[Bounding-box entries]

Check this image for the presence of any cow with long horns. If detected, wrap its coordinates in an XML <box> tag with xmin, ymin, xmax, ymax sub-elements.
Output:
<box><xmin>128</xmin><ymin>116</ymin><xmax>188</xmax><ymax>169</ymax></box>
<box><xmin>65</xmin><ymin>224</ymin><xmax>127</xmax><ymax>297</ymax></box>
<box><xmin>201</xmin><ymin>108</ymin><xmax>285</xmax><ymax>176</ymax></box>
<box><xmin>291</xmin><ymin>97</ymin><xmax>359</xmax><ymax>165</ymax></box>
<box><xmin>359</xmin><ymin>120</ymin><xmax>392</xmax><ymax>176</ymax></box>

→ **Directive**
Output every line of the entries above as a JSON list of strings, one string per line, skipping any blank lines.

→ **Response below**
[
  "Check this image for the presence of any cow with long horns. If detected, wrap its coordinates in an XML <box> tag with xmin, ymin, xmax, ymax sub-elements.",
  "Output:",
  "<box><xmin>128</xmin><ymin>116</ymin><xmax>188</xmax><ymax>169</ymax></box>",
  "<box><xmin>65</xmin><ymin>224</ymin><xmax>127</xmax><ymax>297</ymax></box>",
  "<box><xmin>201</xmin><ymin>108</ymin><xmax>285</xmax><ymax>176</ymax></box>",
  "<box><xmin>291</xmin><ymin>97</ymin><xmax>359</xmax><ymax>165</ymax></box>",
  "<box><xmin>359</xmin><ymin>120</ymin><xmax>392</xmax><ymax>176</ymax></box>"
]